→ **ЗАДАНИЯ ДЛЯ ВЫПОЛНЕНИЯ**:
1. Как, согласно тексту о Панаевой и Некрасове, Некрасов называл Ивана Ивановича Панаева в частных письмах?
2. Изложите содержание текста о Панаевой и Некрасове в двух предложениях.

→ **ИСХОДНЫЙ ТЕКСТ**:
##############################

Судьба, однако, обманула Панаеву по всем статьям. Замужество Авдотьи Яковлевны с первых же лет обернулось фарсом. Иван Иванович Панаев, добрый и честный в делах, был при этом слабовольным и легкомысленным человеком. «Свистун» — называл его в частных письмах Некрасов. Заработанные деньги он умел молниеносно проматывать, свои увлечения не трудился особенно скрывать от молодой жены. Правда, в кругу, в котором оба они вращались, принцип свободы в любви и суверенитета в супружеских отношениях был многократно обсужден и принят безоговорочно. Но одно дело передовая идеология эпохи, и совсем другое — собственная семейная жизнь. Неизвестно, насколько строга была в вопросах верности мужу сама Авдотья Яковлевна, но обиду на него, несомненно, таила. Горечи добавляло и то, что за прошедшие семь лет брака ей никак не удавалось стать матерью; единственная беременность закончилась гибелью ребенка. Страстная любовь и поклонение Некрасова, относительно долгий период ухаживаний, серьезность его намерений — всё это произвело на Авдотью Яковлевну сильное впечатление. Не будем забывать, что над житейской драмой вершиной Эвереста возвышалась поэзия Некрасова, с каждым днем всё более явственно изобличавшая дарование, по новаторской смелости ни с чем не сравнимое. Летом 1846 года Панаева, наконец, сдалась и ответила Некрасову согласием. Согласием на что?

##############################

→ **ФРАГМЕНТЫ МАТЕРИАЛА**:
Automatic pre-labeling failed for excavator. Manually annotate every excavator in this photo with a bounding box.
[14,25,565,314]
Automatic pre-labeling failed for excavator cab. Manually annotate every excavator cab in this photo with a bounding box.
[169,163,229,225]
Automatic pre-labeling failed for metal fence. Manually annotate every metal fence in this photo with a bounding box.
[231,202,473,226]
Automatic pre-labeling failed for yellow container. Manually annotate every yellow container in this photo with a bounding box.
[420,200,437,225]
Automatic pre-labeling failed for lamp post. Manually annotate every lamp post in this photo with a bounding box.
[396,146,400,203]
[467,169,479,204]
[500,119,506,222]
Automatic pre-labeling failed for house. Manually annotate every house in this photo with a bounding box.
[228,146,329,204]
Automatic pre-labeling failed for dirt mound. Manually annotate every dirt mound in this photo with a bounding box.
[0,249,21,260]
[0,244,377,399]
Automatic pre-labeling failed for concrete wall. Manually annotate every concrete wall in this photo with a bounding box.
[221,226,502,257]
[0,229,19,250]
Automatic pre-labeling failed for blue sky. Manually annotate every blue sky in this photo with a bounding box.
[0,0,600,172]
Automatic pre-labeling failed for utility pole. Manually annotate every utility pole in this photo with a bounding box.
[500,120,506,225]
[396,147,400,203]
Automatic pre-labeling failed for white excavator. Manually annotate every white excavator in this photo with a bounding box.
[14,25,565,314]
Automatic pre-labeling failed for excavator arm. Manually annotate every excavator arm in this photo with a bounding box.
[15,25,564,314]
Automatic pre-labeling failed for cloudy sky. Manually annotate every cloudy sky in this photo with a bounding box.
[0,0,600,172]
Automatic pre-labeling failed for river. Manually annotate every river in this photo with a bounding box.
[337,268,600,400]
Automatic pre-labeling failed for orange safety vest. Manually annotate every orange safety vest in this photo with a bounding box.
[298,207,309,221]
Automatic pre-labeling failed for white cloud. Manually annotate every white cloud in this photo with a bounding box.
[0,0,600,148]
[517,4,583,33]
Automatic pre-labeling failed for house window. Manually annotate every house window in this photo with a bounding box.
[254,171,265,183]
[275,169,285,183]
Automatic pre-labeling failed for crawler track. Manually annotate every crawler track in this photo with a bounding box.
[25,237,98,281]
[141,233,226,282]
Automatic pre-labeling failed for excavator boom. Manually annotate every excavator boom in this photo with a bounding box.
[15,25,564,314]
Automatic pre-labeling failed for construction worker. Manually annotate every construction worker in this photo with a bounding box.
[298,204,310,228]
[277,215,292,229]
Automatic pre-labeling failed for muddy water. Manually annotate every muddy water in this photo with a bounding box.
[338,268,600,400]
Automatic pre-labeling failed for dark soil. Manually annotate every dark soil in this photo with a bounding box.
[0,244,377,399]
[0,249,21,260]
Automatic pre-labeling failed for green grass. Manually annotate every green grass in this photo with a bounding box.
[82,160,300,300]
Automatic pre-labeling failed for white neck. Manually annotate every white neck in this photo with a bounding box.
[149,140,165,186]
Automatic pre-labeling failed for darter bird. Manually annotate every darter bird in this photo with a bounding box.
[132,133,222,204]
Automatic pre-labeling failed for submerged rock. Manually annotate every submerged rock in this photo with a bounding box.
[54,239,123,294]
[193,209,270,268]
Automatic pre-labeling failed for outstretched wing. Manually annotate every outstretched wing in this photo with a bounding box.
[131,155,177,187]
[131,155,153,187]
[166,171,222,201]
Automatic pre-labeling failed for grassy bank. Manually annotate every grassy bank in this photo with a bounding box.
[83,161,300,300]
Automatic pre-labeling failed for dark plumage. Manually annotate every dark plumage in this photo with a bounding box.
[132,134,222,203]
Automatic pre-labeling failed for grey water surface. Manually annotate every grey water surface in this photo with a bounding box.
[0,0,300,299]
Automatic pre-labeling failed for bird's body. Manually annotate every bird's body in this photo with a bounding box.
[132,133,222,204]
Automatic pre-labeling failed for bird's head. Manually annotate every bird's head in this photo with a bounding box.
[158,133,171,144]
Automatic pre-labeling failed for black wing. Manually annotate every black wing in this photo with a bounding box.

##############################

→ **ОТВЕТЫ ПО ЗАДАНИЯМ**:
1. «Свистун».

2. Замужество Авдотьи Яковлевны с Иваном Ивановичем Панаевым, добрым, но слабовольным и легкомысленным человеком, с первых лет обернулось фарсом, а за семь лет брака ей так и не удалось стать матерью. Страстная любовь Некрасова, долгий период ухаживаний и серьёзность его намерений произвели на неё сильное впечатление, и летом 1846 года она ответила ему согласием.